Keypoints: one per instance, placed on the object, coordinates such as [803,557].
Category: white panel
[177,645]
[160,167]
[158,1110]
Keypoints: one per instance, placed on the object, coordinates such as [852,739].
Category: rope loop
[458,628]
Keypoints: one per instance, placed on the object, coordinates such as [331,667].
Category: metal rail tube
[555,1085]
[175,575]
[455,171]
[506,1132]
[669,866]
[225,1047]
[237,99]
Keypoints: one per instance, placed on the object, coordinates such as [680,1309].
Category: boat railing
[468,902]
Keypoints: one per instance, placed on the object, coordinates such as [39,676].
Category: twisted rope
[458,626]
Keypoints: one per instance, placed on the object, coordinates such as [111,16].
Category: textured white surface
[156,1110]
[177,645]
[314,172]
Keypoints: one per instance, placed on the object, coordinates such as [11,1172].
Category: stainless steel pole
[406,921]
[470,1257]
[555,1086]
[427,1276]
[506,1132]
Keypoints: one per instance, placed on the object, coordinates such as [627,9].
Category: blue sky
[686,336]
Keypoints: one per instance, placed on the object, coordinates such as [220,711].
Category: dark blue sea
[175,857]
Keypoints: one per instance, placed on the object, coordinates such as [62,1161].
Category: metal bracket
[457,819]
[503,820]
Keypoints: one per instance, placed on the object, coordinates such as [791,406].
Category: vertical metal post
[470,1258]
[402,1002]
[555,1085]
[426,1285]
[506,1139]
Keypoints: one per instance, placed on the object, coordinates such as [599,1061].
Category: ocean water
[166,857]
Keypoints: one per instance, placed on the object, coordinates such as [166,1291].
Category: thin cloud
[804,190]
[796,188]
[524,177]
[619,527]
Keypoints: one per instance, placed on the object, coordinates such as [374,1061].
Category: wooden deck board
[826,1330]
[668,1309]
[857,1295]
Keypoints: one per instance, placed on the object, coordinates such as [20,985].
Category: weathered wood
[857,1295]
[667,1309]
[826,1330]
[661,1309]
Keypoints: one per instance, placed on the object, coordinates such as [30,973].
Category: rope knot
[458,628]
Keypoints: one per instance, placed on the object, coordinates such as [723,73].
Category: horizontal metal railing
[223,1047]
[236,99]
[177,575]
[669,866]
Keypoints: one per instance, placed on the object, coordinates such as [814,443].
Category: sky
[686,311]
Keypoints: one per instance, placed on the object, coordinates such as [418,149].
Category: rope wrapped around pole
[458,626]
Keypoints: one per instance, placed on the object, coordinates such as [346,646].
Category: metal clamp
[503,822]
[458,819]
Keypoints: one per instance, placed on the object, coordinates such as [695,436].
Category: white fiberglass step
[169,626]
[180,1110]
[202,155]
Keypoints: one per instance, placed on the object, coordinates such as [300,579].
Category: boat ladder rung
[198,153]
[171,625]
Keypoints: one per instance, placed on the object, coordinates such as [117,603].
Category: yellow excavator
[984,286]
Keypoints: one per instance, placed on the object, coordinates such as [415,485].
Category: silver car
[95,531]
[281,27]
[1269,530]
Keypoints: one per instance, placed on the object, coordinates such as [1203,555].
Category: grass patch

○ ○ ○ ○ ○

● **EXERCISE DIRECTIONS**
Once more, set down the full listing, verbatim.

● **FULL SOLUTION**
Keypoints: one per instance, placed on the object, coordinates such as [803,557].
Category: white panel
[177,645]
[160,167]
[158,1110]
Keypoints: one per instance, placed on the object, coordinates such as [852,739].
Category: rope loop
[458,628]
Keypoints: one per instance, placed on the object, coordinates such as [331,667].
Category: metal rail tube
[555,1085]
[175,575]
[455,171]
[506,1132]
[669,866]
[225,1047]
[237,99]
Keypoints: one per instance, placed on the object, coordinates such as [680,1309].
Category: boat railing
[468,902]
Keypoints: one per instance, placed on the object, coordinates such as [39,676].
Category: twisted rope
[458,626]
Keypoints: one per instance, placed on the object, coordinates such as [111,16].
Category: textured white surface
[156,1110]
[177,645]
[314,172]
Keypoints: one per instance, placed on the object, coordinates such as [11,1172].
Category: stainless steel pole
[406,921]
[470,1257]
[555,1086]
[427,1276]
[506,1132]
Keypoints: one per instance, placed on the object, coordinates such as [627,9].
Category: blue sky
[686,336]
Keypoints: one per instance, placed on the object, coordinates such as [220,711].
Category: dark blue sea
[175,857]
Keypoints: one per instance, placed on the object, coordinates such as [62,1161].
Category: metal bracket
[457,819]
[503,820]
Keypoints: one per instance, placed on the object, coordinates such as [791,406].
Category: vertical metal post
[470,1258]
[402,1002]
[555,1085]
[426,1285]
[506,1139]
Keypoints: one per instance, placed on the object, coordinates such as [599,1061].
Category: ocean water
[166,857]
Keypoints: one per instance, placed on the object, coordinates such as [166,1291].
Category: thin cloud
[804,190]
[796,188]
[524,177]
[619,527]
Keypoints: one per instance, placed on the object, coordinates such as [374,1061].
Category: wooden deck board
[826,1330]
[668,1309]
[857,1295]
Keypoints: one per instance, placed on the object, coordinates such as [20,985].
Category: weathered wood
[857,1295]
[667,1309]
[826,1330]
[661,1309]
Keypoints: one per instance, placed on the object, coordinates such as [30,973].
Category: rope knot
[458,628]
Keypoints: one per instance, placed on the object, coordinates such as [723,73].
Category: horizontal metal railing
[223,1047]
[236,99]
[177,575]
[669,866]
Keypoints: one per instance, placed on the object, coordinates such as [814,443].
Category: sky
[686,311]
Keypoints: one per instance, placed on the object, coordinates such as [418,149].
Category: rope wrapped around pole
[458,626]
Keypoints: one per instance, placed on the object, coordinates such as [346,646].
Category: metal clamp
[503,822]
[458,819]
Keypoints: one per instance, placed on the object, coordinates such as [695,436].
Category: white fiberglass step
[169,626]
[180,1110]
[202,155]
Keypoints: one per instance, placed on the object, coordinates such as [300,579].
Category: boat ladder rung
[198,153]
[171,625]
Keypoints: one per instance, placed on the object, coordinates such as [117,603].
Category: yellow excavator
[984,286]
Keypoints: one per instance, placed on the object, coordinates such as [415,485].
Category: silver car
[95,531]
[281,27]
[1269,530]
Keypoints: one per instance, placed on the object, coordinates such as [1203,555].
Category: grass patch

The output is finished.